__STATED EXERCISE__.
Copy every one of the rows below back word for word, leaving out the pictures.

__RECORDS PROVIDED__.
——————

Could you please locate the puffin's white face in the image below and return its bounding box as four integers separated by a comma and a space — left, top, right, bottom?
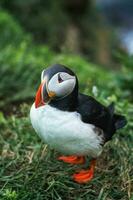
41, 71, 76, 98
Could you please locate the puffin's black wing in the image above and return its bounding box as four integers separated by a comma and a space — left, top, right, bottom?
77, 94, 126, 141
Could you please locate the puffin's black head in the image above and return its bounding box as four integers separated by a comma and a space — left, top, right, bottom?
35, 64, 78, 110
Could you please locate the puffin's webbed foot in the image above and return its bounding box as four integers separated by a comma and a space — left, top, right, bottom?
73, 159, 96, 183
58, 156, 85, 164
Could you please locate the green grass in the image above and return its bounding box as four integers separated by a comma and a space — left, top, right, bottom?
0, 8, 133, 200
0, 99, 133, 200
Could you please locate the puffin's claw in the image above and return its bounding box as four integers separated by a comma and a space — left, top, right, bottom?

——————

__FULL OUTPUT__.
Could you please locate the puffin's white face in the image below and return its bounding box as four integers separated by a comma and a space — left, top, right, bottom?
41, 71, 76, 98
Could you please locate the puffin's black wing in the image above and return its bounding box as four integers separated by a comma and a space — left, top, right, bottom?
77, 94, 126, 141
Could you please locate the puffin's black head in the image above and return its bounding box as four integers separated by a comma and a space — left, top, right, bottom?
35, 64, 78, 110
Could you please locate the puffin's webbed foot in the image above and return its bounding box as four integers separated by a comma and a space — left, top, right, bottom?
73, 159, 96, 183
58, 156, 85, 164
Could you please locate the green grass in the image above and return its bounding box as four integers separated by a comma and a space — left, top, right, bottom?
0, 8, 133, 200
0, 99, 133, 200
Could you please locate the puffin's claw in the image above and return its bounding box as four integers separated by a comma and a space — left, top, right, bottom?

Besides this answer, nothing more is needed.